Requirements:
Rewrite the items below with "leather glove" changed to "work glove" and nothing else altered. Leave the pictures out of your answer.

Excerpted records:
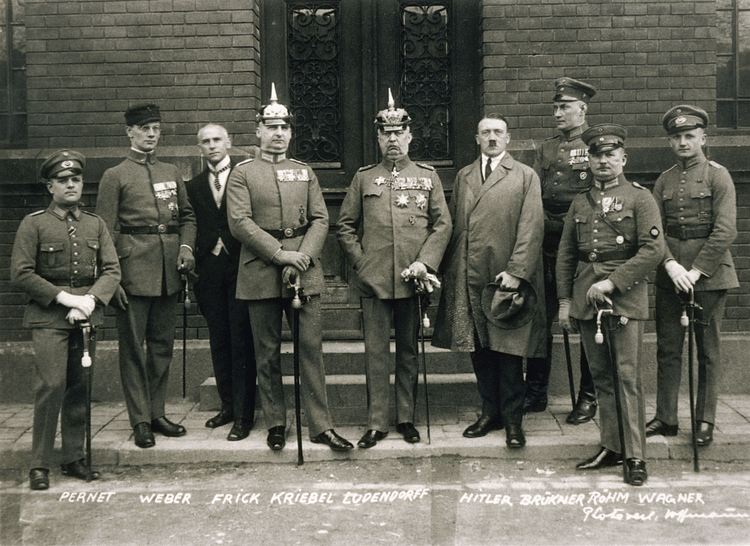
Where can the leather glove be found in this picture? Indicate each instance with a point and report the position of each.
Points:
(597, 294)
(298, 260)
(119, 299)
(679, 275)
(185, 260)
(564, 315)
(508, 282)
(289, 275)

Answer for the task:
Where can the work glove be found in this picture? Indicate each instance with a point and report the position of each.
Points:
(597, 294)
(298, 260)
(119, 299)
(679, 275)
(185, 260)
(564, 315)
(508, 282)
(289, 275)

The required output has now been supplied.